### Objective 1
In the comic reviews, why does the reviewer find the use of West African legends in Djeliya refreshing?
### Objective 2
Reproduce the comic reviews word for word, everything from "Djeliya is an" down to "of the Ivory Tower.".

The story follows Paprika, Becstar and Sally Soolin as they set out on a quest to find one of Becstar’s old crew mates, Anyssa, and the artefact she’s in possession of – The Creation Gauntlet. They’re in a race against time as another old ally turned villain, Lord Mordecai, is also after the artefact.

I’ll be honest, it’s a series that doesn’t break a lot of new ground, but that’s one of Becstar‘s strengths. It’s just a fun, funny adventure story in space, with plenty of magical artefacts, knowing references to its influences and great cartoony artwork from Lorenzo Colangeli.



Review by Will Holden

Writer, Artist, Colours & Letters: Juni Ba

Djeliya is an all-ages fantasy based mostly on West African folk tales. The book opens with some exposition, explaining that there is a mystical Ivory Tower that is inhabited by the Wizard Soumaoro, who was once a benevolent leader but one day blew up the world and continues to crush any society that raises itself to a sufficient standard to threaten the God-like control of the Ivory Tower.

Our main protagonists are Mansour and Awa, the last two remaining members of a destroyed kingdom. Together they travel across this decimated world trying to find their place in it while also learning lessons about themselves, their world and culture, and the reasons for the devastation wrought by the Ivory Tower.

The use of West African legends is a very refreshing change from the western-centric comics market (at least what we tend to have access to) and makes for a unique reading experience in both story and design. The art is highly stylised, with heavy shading and block colouring, perhaps reminiscent of Mike Mignola, however this is not an imitation of anyone’s work and stands entirely on its own merits.

To top it off, the back matter is some of the most interesting I have seen in a comic or graphic novel, providing the background of the African Legends that have been the inspiration for the story.


X-O Manowar

Reviewed by Angela Cainen

Writer: Dennis Hopeless
Artist: Emilio Laiso
Colourist: Ruth Redmond
Letterer: Hassan Otsmane-Elhaou

As a Valiant fan of old I am very familiar with Aric of Dacia. I’ve read all the recent runs and yes the 90’s stuff as well. However, I can’t say that I have enjoyed a book more. Or liked Aric more. This run has made me like and root for one of my least favourite Valiant characters and that’s no mean feat.

This run picks up after Harbinger Wars II with Aric trying his best to just be a good guy and get by. He doesn’t always succeed but he is trying and he feels more genuine about his heroics than I think I’ve ever seen. Of course he is not alone he has his sentient laine armour with him and Shanhara is finally given a strong character of her own with her own character arc and plots. It’s a really fresh take on both characters and one I very much appreciated.

### Data
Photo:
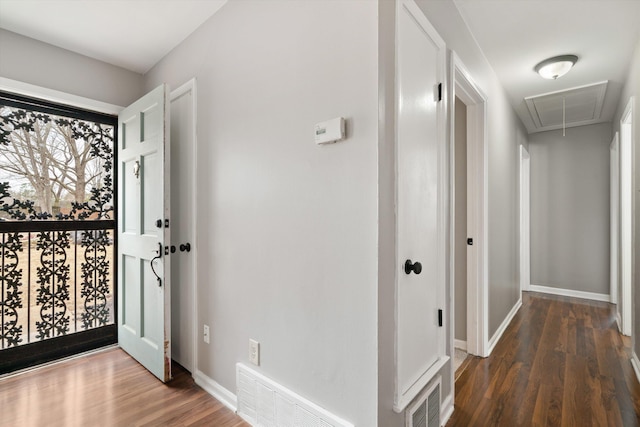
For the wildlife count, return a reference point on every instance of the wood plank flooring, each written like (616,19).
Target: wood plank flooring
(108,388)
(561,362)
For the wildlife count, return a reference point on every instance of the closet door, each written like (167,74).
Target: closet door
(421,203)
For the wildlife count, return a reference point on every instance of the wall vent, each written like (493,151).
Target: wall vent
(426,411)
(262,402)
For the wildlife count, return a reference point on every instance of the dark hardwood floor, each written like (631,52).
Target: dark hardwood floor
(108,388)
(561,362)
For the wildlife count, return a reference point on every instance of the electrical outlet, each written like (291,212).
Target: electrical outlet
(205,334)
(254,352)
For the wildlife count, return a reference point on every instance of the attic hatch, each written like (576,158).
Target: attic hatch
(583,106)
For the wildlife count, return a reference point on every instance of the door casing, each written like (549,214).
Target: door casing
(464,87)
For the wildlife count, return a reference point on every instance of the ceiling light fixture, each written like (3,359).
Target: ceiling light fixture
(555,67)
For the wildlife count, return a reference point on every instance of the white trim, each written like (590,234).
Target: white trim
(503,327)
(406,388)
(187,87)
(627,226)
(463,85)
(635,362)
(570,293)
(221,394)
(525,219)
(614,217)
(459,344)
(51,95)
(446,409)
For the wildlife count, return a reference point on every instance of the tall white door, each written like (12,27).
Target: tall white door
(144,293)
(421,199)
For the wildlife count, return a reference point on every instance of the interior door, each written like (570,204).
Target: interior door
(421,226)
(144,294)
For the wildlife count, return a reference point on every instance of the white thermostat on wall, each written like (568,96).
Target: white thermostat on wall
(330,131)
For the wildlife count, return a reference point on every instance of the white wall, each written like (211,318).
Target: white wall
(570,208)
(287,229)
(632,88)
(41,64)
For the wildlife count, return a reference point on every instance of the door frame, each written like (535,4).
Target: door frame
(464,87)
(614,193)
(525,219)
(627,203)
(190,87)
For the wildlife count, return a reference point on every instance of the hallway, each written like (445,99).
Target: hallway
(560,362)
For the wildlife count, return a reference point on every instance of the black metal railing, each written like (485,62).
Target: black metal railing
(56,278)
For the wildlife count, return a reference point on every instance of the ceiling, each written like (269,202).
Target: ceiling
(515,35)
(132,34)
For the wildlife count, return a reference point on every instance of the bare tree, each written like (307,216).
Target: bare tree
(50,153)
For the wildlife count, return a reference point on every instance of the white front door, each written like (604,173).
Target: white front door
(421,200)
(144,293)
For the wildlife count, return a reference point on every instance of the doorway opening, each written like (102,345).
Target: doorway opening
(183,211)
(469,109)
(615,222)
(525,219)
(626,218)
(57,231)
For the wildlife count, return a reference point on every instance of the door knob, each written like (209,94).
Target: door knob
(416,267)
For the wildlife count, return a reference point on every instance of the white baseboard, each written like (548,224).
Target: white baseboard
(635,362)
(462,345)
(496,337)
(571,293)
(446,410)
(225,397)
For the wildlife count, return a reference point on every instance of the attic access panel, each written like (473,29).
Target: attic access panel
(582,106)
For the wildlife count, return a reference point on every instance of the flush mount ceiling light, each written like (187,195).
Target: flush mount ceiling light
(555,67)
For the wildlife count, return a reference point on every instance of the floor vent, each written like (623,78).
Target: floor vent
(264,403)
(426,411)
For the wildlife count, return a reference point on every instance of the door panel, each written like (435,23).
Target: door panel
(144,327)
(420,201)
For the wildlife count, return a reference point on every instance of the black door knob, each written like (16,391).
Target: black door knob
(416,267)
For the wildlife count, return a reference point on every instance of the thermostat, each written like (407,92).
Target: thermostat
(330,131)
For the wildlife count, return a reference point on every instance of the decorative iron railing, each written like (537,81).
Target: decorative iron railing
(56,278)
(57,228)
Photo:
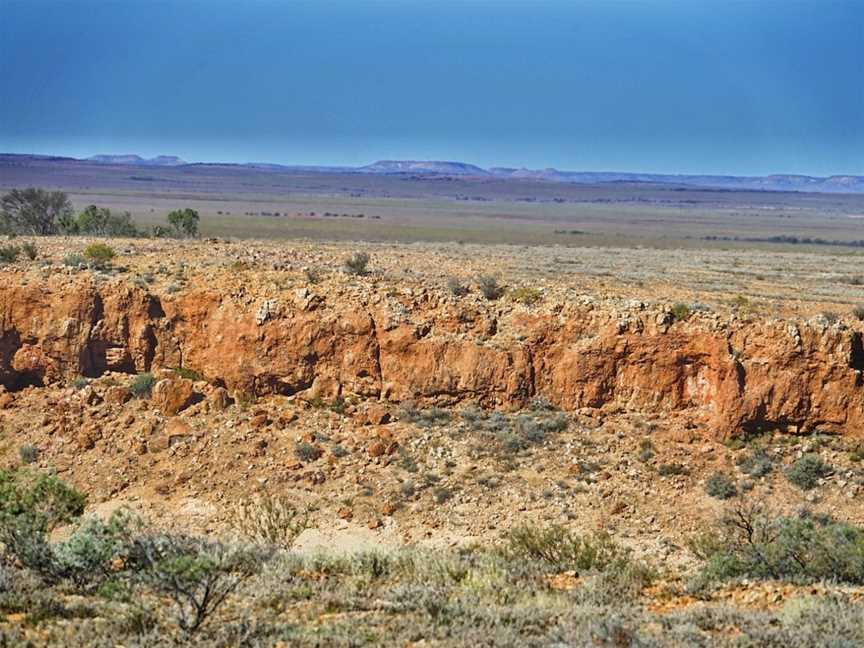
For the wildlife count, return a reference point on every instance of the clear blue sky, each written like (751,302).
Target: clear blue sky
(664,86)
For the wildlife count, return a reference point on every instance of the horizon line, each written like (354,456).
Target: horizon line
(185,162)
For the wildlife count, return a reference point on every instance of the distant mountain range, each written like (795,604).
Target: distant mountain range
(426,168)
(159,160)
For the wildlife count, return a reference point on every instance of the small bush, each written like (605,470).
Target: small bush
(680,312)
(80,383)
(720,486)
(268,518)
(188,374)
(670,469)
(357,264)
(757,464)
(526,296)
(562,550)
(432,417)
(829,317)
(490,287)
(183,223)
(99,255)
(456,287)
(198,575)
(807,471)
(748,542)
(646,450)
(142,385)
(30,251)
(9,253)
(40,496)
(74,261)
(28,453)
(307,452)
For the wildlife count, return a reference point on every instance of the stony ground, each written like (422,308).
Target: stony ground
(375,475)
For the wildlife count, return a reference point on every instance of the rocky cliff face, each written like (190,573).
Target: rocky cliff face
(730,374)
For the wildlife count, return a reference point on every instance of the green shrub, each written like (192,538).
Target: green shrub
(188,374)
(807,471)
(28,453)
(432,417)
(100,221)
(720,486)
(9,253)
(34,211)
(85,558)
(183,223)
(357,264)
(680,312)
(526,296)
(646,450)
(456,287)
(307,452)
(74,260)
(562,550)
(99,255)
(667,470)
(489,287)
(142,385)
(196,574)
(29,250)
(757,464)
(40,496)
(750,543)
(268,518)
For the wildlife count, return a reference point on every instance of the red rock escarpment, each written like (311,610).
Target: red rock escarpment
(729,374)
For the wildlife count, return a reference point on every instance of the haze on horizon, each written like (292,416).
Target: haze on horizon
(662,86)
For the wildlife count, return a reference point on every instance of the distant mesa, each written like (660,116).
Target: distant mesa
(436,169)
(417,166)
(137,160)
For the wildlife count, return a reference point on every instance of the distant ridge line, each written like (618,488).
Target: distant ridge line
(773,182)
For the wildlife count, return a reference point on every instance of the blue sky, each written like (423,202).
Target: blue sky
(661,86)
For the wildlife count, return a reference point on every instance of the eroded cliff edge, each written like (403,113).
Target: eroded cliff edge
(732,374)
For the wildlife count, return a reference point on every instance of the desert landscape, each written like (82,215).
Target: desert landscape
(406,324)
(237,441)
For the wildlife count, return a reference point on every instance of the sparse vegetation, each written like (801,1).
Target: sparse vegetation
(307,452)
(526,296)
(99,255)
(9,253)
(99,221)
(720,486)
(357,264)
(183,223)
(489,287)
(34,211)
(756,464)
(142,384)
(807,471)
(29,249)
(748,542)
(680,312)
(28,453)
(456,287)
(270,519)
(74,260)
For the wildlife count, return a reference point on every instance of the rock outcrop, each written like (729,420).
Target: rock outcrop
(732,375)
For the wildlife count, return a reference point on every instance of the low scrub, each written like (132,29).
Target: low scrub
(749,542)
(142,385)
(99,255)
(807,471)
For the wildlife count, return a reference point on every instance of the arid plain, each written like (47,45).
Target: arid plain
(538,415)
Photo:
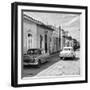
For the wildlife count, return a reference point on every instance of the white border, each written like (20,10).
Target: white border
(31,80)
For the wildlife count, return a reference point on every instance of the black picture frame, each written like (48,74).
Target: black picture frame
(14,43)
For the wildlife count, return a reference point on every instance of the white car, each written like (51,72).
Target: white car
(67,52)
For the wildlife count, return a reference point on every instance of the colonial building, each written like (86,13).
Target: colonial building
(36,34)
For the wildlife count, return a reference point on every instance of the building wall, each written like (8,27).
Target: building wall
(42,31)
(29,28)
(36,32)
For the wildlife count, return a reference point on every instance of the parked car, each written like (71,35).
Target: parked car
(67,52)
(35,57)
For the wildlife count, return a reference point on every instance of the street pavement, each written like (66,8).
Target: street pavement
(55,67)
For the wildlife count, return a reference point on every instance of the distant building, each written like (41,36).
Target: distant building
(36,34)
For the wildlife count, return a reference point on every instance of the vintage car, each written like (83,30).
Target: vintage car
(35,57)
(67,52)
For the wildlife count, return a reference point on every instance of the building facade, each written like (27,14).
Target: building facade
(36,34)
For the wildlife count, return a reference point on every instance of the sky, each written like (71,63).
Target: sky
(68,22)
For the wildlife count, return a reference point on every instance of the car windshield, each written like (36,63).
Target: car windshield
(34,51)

* * *

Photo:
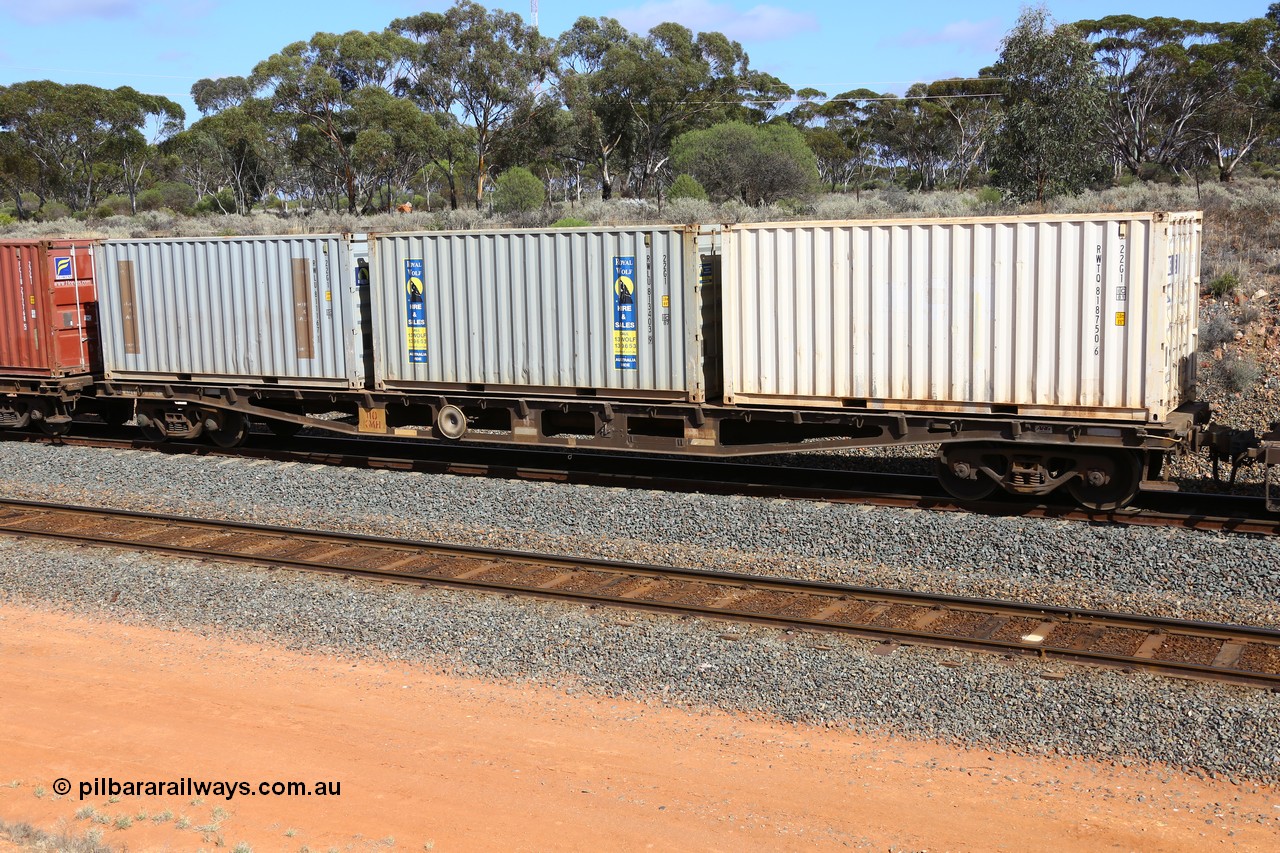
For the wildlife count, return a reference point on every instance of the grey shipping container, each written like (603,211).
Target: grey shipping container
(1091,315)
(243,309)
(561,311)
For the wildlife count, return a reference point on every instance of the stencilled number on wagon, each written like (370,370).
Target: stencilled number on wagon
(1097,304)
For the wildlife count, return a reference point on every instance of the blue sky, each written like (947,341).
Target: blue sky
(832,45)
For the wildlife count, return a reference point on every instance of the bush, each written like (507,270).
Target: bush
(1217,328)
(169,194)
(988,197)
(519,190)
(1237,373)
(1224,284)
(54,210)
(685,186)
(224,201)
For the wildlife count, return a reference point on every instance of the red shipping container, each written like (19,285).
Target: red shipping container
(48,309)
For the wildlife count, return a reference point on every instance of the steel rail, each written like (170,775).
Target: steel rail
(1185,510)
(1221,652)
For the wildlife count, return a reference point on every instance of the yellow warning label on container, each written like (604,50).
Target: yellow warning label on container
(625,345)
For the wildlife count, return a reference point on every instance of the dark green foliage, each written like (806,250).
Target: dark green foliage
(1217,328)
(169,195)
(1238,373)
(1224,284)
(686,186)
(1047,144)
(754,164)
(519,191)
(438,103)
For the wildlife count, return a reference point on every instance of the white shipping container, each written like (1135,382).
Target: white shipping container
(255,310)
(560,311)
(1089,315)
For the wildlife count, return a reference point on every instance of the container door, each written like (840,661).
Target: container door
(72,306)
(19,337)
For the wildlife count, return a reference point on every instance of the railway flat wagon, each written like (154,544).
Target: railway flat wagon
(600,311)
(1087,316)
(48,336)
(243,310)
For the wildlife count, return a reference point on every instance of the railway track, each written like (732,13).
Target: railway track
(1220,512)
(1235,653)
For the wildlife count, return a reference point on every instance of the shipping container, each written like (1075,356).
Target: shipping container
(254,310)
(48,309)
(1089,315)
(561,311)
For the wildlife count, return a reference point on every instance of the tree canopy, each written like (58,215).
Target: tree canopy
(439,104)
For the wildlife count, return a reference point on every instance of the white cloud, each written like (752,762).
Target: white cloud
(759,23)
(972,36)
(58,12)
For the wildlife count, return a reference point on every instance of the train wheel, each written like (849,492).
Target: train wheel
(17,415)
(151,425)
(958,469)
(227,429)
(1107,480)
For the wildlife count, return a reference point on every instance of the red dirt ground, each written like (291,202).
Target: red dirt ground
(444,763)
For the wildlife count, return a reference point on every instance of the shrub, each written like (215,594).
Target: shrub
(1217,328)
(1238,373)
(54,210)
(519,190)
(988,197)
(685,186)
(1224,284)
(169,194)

---

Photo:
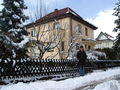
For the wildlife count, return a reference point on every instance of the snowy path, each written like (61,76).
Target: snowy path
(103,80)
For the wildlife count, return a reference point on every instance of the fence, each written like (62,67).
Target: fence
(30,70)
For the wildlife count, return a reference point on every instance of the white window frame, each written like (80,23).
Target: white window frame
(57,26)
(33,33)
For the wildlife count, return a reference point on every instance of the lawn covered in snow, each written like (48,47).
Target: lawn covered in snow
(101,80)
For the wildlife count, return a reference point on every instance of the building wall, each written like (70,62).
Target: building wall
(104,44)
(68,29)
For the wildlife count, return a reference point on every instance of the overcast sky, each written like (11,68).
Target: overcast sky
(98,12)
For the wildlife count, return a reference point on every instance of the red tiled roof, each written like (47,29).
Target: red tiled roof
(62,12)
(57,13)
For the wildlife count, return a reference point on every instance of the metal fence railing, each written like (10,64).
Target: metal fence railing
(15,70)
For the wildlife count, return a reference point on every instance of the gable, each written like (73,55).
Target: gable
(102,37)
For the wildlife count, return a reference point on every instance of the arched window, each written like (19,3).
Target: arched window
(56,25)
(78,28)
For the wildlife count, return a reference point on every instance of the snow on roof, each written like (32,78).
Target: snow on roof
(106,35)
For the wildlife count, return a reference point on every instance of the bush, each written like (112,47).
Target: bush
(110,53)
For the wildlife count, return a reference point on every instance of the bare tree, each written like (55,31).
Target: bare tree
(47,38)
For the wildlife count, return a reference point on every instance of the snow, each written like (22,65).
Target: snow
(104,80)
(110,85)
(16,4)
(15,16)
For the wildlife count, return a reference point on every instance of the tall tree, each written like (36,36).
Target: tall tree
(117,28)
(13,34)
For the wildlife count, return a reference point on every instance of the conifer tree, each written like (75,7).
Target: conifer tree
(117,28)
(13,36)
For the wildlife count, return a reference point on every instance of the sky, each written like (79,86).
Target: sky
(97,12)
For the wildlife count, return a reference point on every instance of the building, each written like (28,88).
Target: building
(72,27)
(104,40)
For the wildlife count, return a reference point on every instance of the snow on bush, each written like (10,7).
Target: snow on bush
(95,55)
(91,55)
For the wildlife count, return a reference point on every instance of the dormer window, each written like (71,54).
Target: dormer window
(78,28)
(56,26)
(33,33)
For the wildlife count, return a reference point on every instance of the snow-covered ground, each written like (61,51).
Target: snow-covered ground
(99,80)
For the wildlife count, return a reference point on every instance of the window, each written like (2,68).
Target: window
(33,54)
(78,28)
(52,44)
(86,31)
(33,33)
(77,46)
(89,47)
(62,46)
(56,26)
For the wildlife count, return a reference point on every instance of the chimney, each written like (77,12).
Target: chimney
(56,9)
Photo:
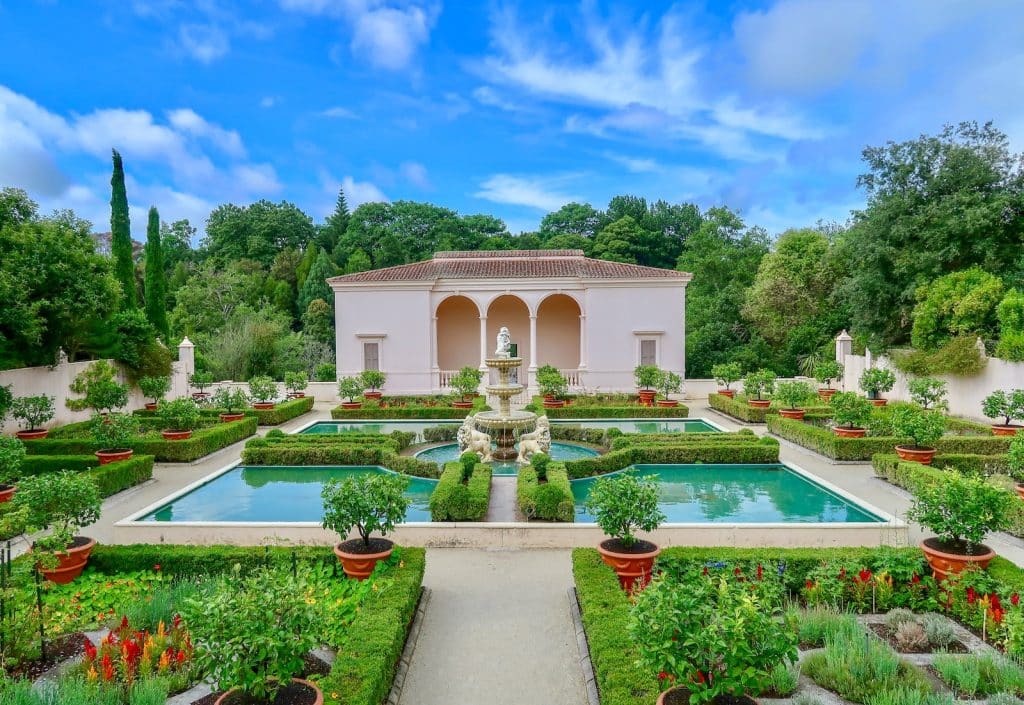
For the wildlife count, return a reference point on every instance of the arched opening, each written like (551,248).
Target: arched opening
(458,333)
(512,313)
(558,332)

### Exercise answer 1
It is a change from the western-centric comics market, at least the part readers tend to have access to. It also makes for a unique reading experience in both story and design.

### Exercise answer 2
Djeliya is an all-ages fantasy based mostly on West African folk tales. The book opens with some exposition, explaining that there is a mystical Ivory Tower that is inhabited by the Wizard Soumaoro, who was once a benevolent leader but one day blew up the world and continues to crush any society that raises itself to a sufficient standard to threaten the God-like control of the Ivory Tower.